[Opening Information shown section]

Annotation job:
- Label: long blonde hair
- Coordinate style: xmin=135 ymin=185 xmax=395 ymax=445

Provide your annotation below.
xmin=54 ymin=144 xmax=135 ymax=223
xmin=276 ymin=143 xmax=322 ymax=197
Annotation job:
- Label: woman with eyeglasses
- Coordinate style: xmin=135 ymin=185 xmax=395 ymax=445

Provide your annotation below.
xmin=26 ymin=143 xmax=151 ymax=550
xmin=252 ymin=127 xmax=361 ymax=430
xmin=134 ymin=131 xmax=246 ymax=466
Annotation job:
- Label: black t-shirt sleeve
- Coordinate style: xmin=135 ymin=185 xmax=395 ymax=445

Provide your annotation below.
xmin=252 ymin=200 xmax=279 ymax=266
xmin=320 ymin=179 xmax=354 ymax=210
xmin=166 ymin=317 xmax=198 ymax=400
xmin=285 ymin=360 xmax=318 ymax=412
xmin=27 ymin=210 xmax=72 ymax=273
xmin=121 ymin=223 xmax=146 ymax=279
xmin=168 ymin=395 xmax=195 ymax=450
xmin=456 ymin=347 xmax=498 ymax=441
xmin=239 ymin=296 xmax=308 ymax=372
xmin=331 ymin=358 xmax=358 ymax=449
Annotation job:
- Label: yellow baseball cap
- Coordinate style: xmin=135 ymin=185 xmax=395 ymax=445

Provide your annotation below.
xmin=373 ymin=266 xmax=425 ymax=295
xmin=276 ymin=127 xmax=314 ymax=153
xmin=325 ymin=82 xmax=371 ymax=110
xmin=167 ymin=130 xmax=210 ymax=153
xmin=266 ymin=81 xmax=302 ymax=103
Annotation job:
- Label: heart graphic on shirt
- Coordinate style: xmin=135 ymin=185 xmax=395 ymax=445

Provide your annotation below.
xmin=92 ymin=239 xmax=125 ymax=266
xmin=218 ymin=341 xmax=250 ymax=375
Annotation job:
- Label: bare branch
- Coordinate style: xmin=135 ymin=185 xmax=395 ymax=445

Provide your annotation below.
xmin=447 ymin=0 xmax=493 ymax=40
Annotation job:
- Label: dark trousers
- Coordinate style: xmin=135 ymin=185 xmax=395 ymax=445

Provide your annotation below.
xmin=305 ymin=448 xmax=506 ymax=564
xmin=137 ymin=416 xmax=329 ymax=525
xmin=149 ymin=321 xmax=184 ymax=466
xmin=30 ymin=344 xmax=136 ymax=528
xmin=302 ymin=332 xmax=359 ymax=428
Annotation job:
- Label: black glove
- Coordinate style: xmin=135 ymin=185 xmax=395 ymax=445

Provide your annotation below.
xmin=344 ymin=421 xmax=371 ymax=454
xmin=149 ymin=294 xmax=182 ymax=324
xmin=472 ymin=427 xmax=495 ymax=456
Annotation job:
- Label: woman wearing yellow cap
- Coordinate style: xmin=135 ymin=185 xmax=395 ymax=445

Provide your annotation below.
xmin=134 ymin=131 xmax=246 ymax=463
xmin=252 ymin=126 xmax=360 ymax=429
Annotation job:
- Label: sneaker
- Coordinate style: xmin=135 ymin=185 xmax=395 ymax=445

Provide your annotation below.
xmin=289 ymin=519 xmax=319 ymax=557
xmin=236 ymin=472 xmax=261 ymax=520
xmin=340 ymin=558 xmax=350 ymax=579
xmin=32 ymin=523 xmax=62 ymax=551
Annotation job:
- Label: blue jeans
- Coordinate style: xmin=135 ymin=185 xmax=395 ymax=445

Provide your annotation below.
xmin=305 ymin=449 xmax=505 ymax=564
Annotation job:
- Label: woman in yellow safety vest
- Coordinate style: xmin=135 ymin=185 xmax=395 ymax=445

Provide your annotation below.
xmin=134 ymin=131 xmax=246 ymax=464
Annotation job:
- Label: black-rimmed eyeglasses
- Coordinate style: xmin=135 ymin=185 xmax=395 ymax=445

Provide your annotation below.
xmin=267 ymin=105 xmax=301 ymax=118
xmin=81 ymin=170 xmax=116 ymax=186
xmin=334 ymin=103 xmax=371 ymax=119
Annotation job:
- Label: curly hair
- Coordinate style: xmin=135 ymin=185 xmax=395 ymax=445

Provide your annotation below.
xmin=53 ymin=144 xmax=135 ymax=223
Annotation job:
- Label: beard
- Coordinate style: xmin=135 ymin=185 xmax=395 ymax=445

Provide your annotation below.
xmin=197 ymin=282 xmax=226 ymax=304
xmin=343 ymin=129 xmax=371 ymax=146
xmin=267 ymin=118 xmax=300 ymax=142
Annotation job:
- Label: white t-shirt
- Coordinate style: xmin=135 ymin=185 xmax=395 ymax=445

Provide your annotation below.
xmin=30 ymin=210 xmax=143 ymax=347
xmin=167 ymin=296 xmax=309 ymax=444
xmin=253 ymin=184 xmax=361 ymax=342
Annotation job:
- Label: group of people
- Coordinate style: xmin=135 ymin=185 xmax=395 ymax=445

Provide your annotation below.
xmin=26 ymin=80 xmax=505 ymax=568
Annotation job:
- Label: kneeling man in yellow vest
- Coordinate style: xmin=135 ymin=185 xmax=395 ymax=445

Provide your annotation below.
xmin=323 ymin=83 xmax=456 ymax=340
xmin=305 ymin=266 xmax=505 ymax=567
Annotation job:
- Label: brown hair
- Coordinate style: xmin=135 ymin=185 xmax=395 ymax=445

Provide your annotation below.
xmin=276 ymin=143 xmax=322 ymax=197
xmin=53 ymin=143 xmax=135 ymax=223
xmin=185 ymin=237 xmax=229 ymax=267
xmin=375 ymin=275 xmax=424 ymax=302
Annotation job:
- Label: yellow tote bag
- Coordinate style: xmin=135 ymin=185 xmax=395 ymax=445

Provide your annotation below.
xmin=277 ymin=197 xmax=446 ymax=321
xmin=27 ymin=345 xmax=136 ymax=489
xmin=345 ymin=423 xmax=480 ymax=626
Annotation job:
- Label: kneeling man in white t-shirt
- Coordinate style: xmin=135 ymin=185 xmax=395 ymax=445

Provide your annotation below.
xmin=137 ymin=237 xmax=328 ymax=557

[Closing Information shown section]

▶ _Task directions_:
Please return the data above exactly as given.

▶ _Expected output_:
Annotation job:
- Label: long blonde hair
- Coordinate style: xmin=135 ymin=185 xmax=395 ymax=445

Provide your annotation below.
xmin=54 ymin=144 xmax=135 ymax=223
xmin=276 ymin=143 xmax=322 ymax=197
Annotation job:
- Label: woman with eyeglasses
- Coordinate style: xmin=135 ymin=185 xmax=395 ymax=445

Provide your annotation below.
xmin=26 ymin=143 xmax=151 ymax=550
xmin=252 ymin=127 xmax=361 ymax=430
xmin=134 ymin=131 xmax=246 ymax=466
Annotation job:
- Label: black t-shirt sleeve
- Coordinate style: xmin=135 ymin=185 xmax=395 ymax=445

Provide your annotation below.
xmin=252 ymin=200 xmax=279 ymax=266
xmin=320 ymin=179 xmax=354 ymax=210
xmin=166 ymin=317 xmax=198 ymax=400
xmin=285 ymin=360 xmax=318 ymax=412
xmin=27 ymin=210 xmax=72 ymax=273
xmin=121 ymin=223 xmax=146 ymax=279
xmin=168 ymin=395 xmax=195 ymax=450
xmin=456 ymin=347 xmax=498 ymax=441
xmin=239 ymin=296 xmax=308 ymax=372
xmin=331 ymin=358 xmax=358 ymax=449
Annotation job:
- Label: yellow baseball cap
- Coordinate style: xmin=135 ymin=185 xmax=395 ymax=445

Provide your annotation below.
xmin=373 ymin=266 xmax=425 ymax=295
xmin=276 ymin=127 xmax=314 ymax=153
xmin=325 ymin=82 xmax=371 ymax=110
xmin=167 ymin=130 xmax=210 ymax=153
xmin=266 ymin=81 xmax=302 ymax=103
Annotation job:
- Label: heart graphic on shirt
- Coordinate style: xmin=135 ymin=185 xmax=395 ymax=445

Provide your annotation below.
xmin=92 ymin=239 xmax=125 ymax=266
xmin=218 ymin=341 xmax=250 ymax=375
Annotation job:
- Label: bare branch
- Coordinate style: xmin=135 ymin=185 xmax=395 ymax=445

Provide your annotation below.
xmin=447 ymin=0 xmax=493 ymax=40
Annotation job:
- Label: dark trousers
- Coordinate style: xmin=135 ymin=185 xmax=395 ymax=445

Provide your annotation below.
xmin=305 ymin=448 xmax=506 ymax=564
xmin=137 ymin=416 xmax=329 ymax=525
xmin=149 ymin=321 xmax=184 ymax=466
xmin=30 ymin=344 xmax=136 ymax=528
xmin=302 ymin=332 xmax=359 ymax=428
Annotation job:
- Label: black glove
- Coordinate style: xmin=135 ymin=185 xmax=395 ymax=445

Provide your annotation below.
xmin=344 ymin=421 xmax=371 ymax=454
xmin=149 ymin=294 xmax=182 ymax=324
xmin=472 ymin=427 xmax=495 ymax=456
Annotation job:
- Label: woman wearing yellow cap
- Coordinate style: xmin=135 ymin=185 xmax=395 ymax=445

Provide your annotation below.
xmin=134 ymin=131 xmax=246 ymax=463
xmin=252 ymin=126 xmax=360 ymax=429
Annotation job:
- Label: sneaker
- Coordinate style: xmin=135 ymin=185 xmax=395 ymax=445

Provide your annotation below.
xmin=289 ymin=519 xmax=319 ymax=557
xmin=236 ymin=472 xmax=261 ymax=520
xmin=340 ymin=558 xmax=350 ymax=579
xmin=32 ymin=523 xmax=62 ymax=551
Annotation job:
- Label: blue jeans
- Coordinate style: xmin=135 ymin=185 xmax=395 ymax=445

Provide your annotation below.
xmin=305 ymin=449 xmax=505 ymax=564
Annotation job:
- Label: woman in yellow safety vest
- Coordinate style: xmin=135 ymin=185 xmax=395 ymax=445

Provide your annotation below.
xmin=134 ymin=131 xmax=246 ymax=464
Annotation job:
- Label: black-rimmed eyeglasses
- Coordinate style: xmin=135 ymin=185 xmax=395 ymax=445

Provide your annotation below.
xmin=267 ymin=105 xmax=301 ymax=118
xmin=81 ymin=170 xmax=116 ymax=186
xmin=334 ymin=103 xmax=371 ymax=119
Annotation job:
- Label: curly hair
- Coordinate style: xmin=135 ymin=185 xmax=395 ymax=445

Provide your annotation below.
xmin=53 ymin=144 xmax=135 ymax=223
Annotation job:
- Label: beard
- Coordinate style: xmin=135 ymin=185 xmax=395 ymax=445

Provide your annotation below.
xmin=197 ymin=282 xmax=226 ymax=304
xmin=343 ymin=129 xmax=371 ymax=146
xmin=267 ymin=118 xmax=300 ymax=142
Annotation job:
- Label: white t-shirt
- Coordinate style: xmin=135 ymin=185 xmax=395 ymax=445

Provide your annotation below.
xmin=30 ymin=210 xmax=143 ymax=347
xmin=167 ymin=296 xmax=309 ymax=444
xmin=253 ymin=184 xmax=361 ymax=342
Annotation job:
- Label: group of people
- Coordinate style: xmin=135 ymin=185 xmax=395 ymax=445

Provide your annotation below.
xmin=26 ymin=80 xmax=505 ymax=568
Annotation job:
- Label: kneeling man in yellow vest
- Coordinate style: xmin=135 ymin=185 xmax=395 ymax=445

Provide your annotation below.
xmin=323 ymin=83 xmax=456 ymax=340
xmin=305 ymin=266 xmax=505 ymax=567
Annotation job:
- Label: brown hair
- Coordinate style: xmin=135 ymin=185 xmax=395 ymax=445

Provide your annotation below.
xmin=276 ymin=143 xmax=322 ymax=197
xmin=53 ymin=143 xmax=135 ymax=223
xmin=185 ymin=237 xmax=229 ymax=267
xmin=375 ymin=275 xmax=424 ymax=302
Annotation job:
- Label: yellow tote bag
- Coordinate style: xmin=135 ymin=185 xmax=395 ymax=445

Provide your annotation below.
xmin=277 ymin=197 xmax=446 ymax=321
xmin=27 ymin=345 xmax=136 ymax=489
xmin=345 ymin=423 xmax=480 ymax=626
Annotation job:
- Label: kneeling man in white t-shirt
- Coordinate style: xmin=135 ymin=185 xmax=395 ymax=445

Provide your annotation below.
xmin=137 ymin=237 xmax=328 ymax=557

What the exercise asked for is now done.